_Task directions_: Reproduce the lines below with every occurrence of "instance" replaced by "object", and leave all other text unchanged.
——
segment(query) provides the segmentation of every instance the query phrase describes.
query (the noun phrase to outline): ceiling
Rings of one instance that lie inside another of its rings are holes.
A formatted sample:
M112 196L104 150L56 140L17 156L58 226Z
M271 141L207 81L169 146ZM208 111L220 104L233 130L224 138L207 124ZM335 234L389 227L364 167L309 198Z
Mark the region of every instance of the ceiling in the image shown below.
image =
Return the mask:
——
_Correct response_:
segment(query) provides the segmentation of every object the query phrase describes.
query (the noun phrase to outline): ceiling
Rings of one object that lie inside another of its rings are holes.
A formatted sample:
M112 196L104 150L56 140L17 156L58 226Z
M271 141L207 81L169 146ZM208 111L220 104L233 130L224 138L207 124ZM335 234L389 227L364 167L309 198Z
Mark the region of every object of the ceiling in the image shown below.
image =
Return the mask:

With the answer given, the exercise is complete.